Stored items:

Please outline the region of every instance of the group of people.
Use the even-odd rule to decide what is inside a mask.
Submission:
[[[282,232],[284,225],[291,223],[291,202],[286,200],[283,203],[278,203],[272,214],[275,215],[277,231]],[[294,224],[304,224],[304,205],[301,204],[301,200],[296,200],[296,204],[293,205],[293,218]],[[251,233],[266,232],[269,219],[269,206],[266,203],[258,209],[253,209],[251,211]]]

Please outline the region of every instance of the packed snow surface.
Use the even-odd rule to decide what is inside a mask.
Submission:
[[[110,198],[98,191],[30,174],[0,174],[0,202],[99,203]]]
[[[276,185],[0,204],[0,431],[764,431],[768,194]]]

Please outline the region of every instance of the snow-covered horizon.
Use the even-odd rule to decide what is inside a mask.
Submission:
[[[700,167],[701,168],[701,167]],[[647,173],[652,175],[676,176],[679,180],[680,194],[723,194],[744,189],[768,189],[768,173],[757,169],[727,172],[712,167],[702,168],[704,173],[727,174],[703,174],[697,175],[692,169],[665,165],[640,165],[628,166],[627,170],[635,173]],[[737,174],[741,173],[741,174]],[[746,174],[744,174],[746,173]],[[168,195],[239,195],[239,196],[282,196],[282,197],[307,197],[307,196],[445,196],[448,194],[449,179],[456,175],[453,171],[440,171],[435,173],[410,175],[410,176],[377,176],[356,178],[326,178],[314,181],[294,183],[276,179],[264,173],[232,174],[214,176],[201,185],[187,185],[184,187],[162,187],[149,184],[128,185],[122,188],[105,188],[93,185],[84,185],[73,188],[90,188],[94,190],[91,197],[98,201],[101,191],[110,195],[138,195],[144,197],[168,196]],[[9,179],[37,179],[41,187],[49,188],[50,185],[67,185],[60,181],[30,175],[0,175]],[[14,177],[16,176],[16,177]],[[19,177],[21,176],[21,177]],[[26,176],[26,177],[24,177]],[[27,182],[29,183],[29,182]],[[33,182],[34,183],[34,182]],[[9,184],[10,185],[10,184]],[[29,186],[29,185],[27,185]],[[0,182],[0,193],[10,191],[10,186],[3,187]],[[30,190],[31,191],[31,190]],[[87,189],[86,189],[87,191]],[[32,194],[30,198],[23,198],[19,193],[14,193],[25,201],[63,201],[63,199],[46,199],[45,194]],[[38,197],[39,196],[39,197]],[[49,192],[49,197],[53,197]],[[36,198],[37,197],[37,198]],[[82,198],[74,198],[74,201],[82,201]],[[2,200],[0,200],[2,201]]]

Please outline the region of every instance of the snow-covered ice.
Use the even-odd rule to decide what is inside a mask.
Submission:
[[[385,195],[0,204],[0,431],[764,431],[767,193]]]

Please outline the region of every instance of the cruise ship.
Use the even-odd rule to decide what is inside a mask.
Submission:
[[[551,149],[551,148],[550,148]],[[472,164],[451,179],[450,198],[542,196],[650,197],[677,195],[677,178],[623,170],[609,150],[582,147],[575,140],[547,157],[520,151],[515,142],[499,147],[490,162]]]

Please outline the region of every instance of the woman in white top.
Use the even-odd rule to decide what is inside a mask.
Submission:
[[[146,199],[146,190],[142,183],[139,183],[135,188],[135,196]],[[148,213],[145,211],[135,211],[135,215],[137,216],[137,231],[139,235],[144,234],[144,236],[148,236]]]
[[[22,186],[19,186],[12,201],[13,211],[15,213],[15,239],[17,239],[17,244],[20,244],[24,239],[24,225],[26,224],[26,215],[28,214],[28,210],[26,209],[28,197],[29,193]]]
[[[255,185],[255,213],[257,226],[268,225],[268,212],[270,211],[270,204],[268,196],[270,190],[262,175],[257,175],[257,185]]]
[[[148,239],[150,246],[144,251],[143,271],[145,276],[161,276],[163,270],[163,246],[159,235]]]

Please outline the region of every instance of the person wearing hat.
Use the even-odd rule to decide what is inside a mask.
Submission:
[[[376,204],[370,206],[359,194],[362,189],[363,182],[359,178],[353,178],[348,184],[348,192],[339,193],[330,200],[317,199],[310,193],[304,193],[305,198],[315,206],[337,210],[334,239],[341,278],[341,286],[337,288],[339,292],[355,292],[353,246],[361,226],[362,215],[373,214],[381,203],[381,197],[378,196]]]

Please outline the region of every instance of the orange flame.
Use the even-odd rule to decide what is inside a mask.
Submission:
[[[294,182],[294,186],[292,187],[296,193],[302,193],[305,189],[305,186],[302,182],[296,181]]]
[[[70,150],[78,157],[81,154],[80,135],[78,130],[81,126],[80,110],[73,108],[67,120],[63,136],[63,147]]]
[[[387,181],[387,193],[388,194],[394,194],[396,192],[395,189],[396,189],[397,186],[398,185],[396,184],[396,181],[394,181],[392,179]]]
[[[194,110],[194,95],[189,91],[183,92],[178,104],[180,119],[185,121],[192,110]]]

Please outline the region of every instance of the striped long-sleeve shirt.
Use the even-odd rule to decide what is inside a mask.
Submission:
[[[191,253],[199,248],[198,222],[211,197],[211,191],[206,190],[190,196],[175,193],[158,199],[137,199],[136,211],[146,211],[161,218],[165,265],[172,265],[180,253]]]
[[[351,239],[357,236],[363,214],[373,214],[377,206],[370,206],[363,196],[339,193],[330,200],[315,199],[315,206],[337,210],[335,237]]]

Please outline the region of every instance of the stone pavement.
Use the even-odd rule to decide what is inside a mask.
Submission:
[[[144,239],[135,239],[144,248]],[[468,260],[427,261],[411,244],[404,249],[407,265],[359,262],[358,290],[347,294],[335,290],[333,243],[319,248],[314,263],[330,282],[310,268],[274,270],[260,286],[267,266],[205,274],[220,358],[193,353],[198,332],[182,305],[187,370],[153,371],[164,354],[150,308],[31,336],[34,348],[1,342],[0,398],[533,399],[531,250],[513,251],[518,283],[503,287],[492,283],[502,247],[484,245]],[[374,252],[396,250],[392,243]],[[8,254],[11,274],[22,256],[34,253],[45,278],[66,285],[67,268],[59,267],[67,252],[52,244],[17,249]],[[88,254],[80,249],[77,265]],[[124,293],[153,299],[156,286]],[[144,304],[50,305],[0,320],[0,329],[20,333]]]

__INSTRUCTIONS TO FOLLOW__
Every line from above should appear again in the answer, exactly as written.

__YOUR SOLUTION__
Please outline the region of every instance of the group of people.
Use the even-odd rule to decide what is inside a mask.
Submission:
[[[282,232],[284,225],[291,223],[291,202],[286,200],[283,203],[278,203],[272,214],[275,215],[277,231]],[[294,224],[304,224],[304,205],[301,204],[301,200],[296,200],[296,204],[293,205],[293,218]],[[251,233],[266,232],[269,219],[269,206],[266,203],[258,209],[253,209],[251,211]]]

Please outline the region of every instance of the packed snow surface.
Use the even-odd rule to decide what is inside a mask.
Submission:
[[[110,198],[98,191],[30,174],[0,174],[0,202],[99,203]]]
[[[276,185],[0,204],[0,431],[764,431],[768,194]]]

Please outline the region of every instance of the snow-covered horizon.
Use the even-odd rule to decide what is inside a mask.
Submission:
[[[700,167],[701,168],[701,167]],[[647,173],[652,175],[676,176],[679,180],[680,194],[723,194],[744,189],[768,189],[768,173],[757,169],[727,172],[712,167],[702,168],[704,173],[727,174],[703,174],[697,175],[692,169],[665,165],[640,165],[628,166],[627,170],[635,173]],[[737,174],[741,173],[741,174]],[[746,174],[744,174],[746,173]],[[168,195],[239,195],[239,196],[282,196],[282,197],[307,197],[307,196],[445,196],[448,194],[449,179],[456,175],[453,171],[440,171],[435,173],[410,175],[410,176],[377,176],[356,178],[326,178],[314,181],[294,183],[276,179],[264,173],[232,174],[214,176],[201,185],[187,185],[184,187],[162,187],[149,184],[128,185],[122,188],[105,188],[93,185],[84,185],[73,188],[90,188],[94,190],[91,197],[98,201],[101,191],[110,195],[138,195],[144,197],[168,196]],[[9,179],[37,179],[41,187],[49,188],[50,185],[67,185],[60,181],[30,175],[0,175]],[[14,177],[16,176],[16,177]],[[19,177],[21,176],[21,177]],[[26,176],[26,177],[24,177]],[[27,182],[29,183],[29,182]],[[33,182],[34,183],[34,182]],[[9,184],[10,185],[10,184]],[[29,186],[29,185],[27,185]],[[0,182],[0,193],[10,191],[10,186],[3,187]],[[30,190],[31,191],[31,190]],[[87,189],[86,189],[87,191]],[[32,194],[30,198],[23,198],[19,193],[14,193],[25,201],[63,201],[63,199],[46,199],[45,194]],[[38,197],[39,196],[39,197]],[[49,192],[49,197],[53,197]],[[36,198],[37,197],[37,198]],[[82,198],[74,198],[74,201],[82,201]],[[2,200],[0,200],[2,201]]]

Please outline the region of every instance of the snow-covered ice.
Use the even-odd rule to decide what is inside a mask.
Submission:
[[[385,195],[0,204],[0,431],[764,431],[767,193]]]

Please outline the region of every instance of the cruise ship.
Use the even-odd rule to decide what is inside a mask.
Submission:
[[[551,149],[551,148],[550,148]],[[472,164],[451,179],[450,198],[542,196],[650,197],[677,195],[677,178],[623,170],[609,150],[582,147],[575,140],[547,157],[520,151],[515,142],[499,147],[490,162]]]

Please outline the region of every instance of the woman in white top.
Use the even-odd rule to decide what is inside a mask.
Submission:
[[[146,199],[146,190],[142,183],[139,183],[135,188],[135,196]],[[148,213],[145,211],[135,211],[135,215],[137,216],[137,231],[139,235],[144,234],[144,236],[148,236]]]
[[[22,186],[19,186],[12,201],[13,211],[15,213],[15,239],[17,239],[17,244],[20,244],[24,239],[24,225],[26,224],[26,215],[28,214],[28,210],[26,209],[28,197],[29,193]]]
[[[255,185],[255,213],[257,226],[268,225],[268,212],[270,211],[270,204],[268,196],[270,190],[262,175],[257,175],[257,185]]]
[[[148,239],[150,246],[144,251],[143,271],[145,276],[161,276],[163,270],[163,246],[159,235]]]

Please outline the region of every instance of the person wearing hat.
Use the even-odd rule to decide what is inside a mask.
Submission:
[[[376,204],[370,206],[359,194],[362,189],[363,182],[359,178],[353,178],[348,184],[348,192],[339,193],[330,200],[317,199],[310,193],[304,193],[305,198],[315,206],[337,210],[334,239],[341,278],[341,286],[337,288],[339,292],[355,292],[353,246],[361,226],[362,215],[373,214],[381,203],[381,197],[378,196]]]

Please outline the region of every instance of the orange flame.
Use the even-odd rule to decide what is inside a mask.
Submission:
[[[294,182],[294,186],[292,187],[296,193],[302,193],[305,189],[305,186],[302,182],[296,181]]]
[[[70,150],[78,157],[81,154],[80,135],[78,130],[81,126],[80,110],[73,108],[67,120],[63,136],[63,147]]]
[[[387,181],[387,193],[388,194],[394,194],[396,192],[395,189],[396,189],[397,186],[398,185],[396,184],[396,181],[394,181],[392,179]]]
[[[194,110],[194,95],[189,91],[183,92],[178,104],[180,119],[185,121],[192,110]]]

Please outline the region of every instance of the striped long-sleeve shirt.
Use the even-odd rule to decide what is inside a mask.
Submission:
[[[191,253],[199,248],[198,222],[211,197],[211,191],[206,190],[190,196],[175,193],[158,199],[137,199],[136,211],[146,211],[161,218],[165,265],[172,265],[180,253]]]
[[[351,239],[357,236],[363,214],[373,214],[377,206],[370,206],[363,196],[339,193],[330,200],[315,199],[315,206],[337,210],[335,237]]]

Please outline the region of every instance of the stone pavement.
Use the even-odd rule to decide what is inside a mask.
Submission:
[[[144,239],[135,239],[144,248]],[[468,260],[427,261],[411,244],[404,249],[407,265],[359,262],[358,290],[347,294],[335,290],[333,243],[319,248],[314,263],[330,282],[310,268],[274,270],[260,286],[267,266],[205,274],[220,358],[193,353],[198,332],[182,305],[187,370],[153,371],[164,354],[150,308],[31,336],[34,348],[1,342],[0,398],[533,399],[531,250],[513,251],[518,283],[503,287],[492,283],[502,247],[484,245]],[[374,252],[396,250],[392,243]],[[8,254],[11,274],[22,256],[34,253],[45,278],[66,285],[67,268],[59,267],[67,252],[52,244],[17,249]],[[88,254],[80,249],[77,265]],[[124,293],[153,299],[156,286]],[[144,304],[50,305],[0,320],[0,329],[20,333]]]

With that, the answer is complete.